Trecho selecionado:
►
Inclusão é um tema muitas vezes subestimado pelo excesso de seu uso.
Incansavelmente discutido nos meios de comunicação, o assunto acaba nos transportando para a escola ou para a acessibilidade das pessoas com deficiência, mas a abrangência da discussão da inclusão – nos meios específicos – vai muito além do óbvio.
Para desenvolver um trabalho inclusivo é necessário abraçar uma visão inclusiva de mundo. Conhecer o desenvolvimento das pessoas e acreditar nesse processo através da conscientização de que todos temos reconhecimentos, inteligências e capacidades diferentes. Essa soma é precisamente o que agrega interesse e um aumento de possibilidades para a resolução de questões que dialogam com a sociedade como um todo. Todos temos formas diferentes de nos expressar, de aprender, de nos colocar diante da vida. A partir do momento em que essa essência for respeitada, aceita e valorizada, teremos uma sociedade mais justa por meio de condições igualitárias de desenvolvimento e empoderamento, seja qual for a forma de expressão e de atuação, de identificação de gênero, idade, etnia ou crença das pessoas.
◄
Material coletado:
►
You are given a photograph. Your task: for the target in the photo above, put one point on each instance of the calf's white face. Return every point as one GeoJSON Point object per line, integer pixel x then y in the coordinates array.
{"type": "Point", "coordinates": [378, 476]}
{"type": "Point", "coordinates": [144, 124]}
◄
Exercício A: Reescreva a parte do texto sobre inclusão que começa com as palavras que contêm "Incansavelmente discutido nos" e termina com "além do óbvio.", substituindo "escola" por "universidade".
Exercício B:
Responda com base no texto sobre inclusão:
(i) Por que o tema da inclusão é muitas vezes subestimado?
(ii) Para onde o assunto acaba nos transportando?
(iii) O que é necessário abraçar para desenvolver um trabalho inclusivo?
Exercício C:
As afirmações abaixo concordam com o texto sobre inclusão? Responda sim ou não e cite as palavras do texto que decidem cada caso.
(i) A discussão da inclusão se limita ao óbvio.
(ii) Todos temos formas diferentes de aprender.
(iii) O tema é pouco discutido nos meios de comunicação.

Resolução A:
Incansavelmente discutido nos meios de comunicação, o assunto acaba nos transportando para a universidade ou para a acessibilidade das pessoas com deficiência, mas a abrangência da discussão da inclusão – nos meios específicos – vai muito além do óbvio.

Resolução B:
(i) Pelo excesso de seu uso.
(ii) Para a escola ou para a acessibilidade das pessoas com deficiência.
(iii) Uma visão inclusiva de mundo.

Resolução C:
(i) Não: "vai muito além do óbvio".
(ii) Sim: "Todos temos formas diferentes de nos expressar, de aprender".
(iii) Não: "Incansavelmente discutido nos meios de comunicação".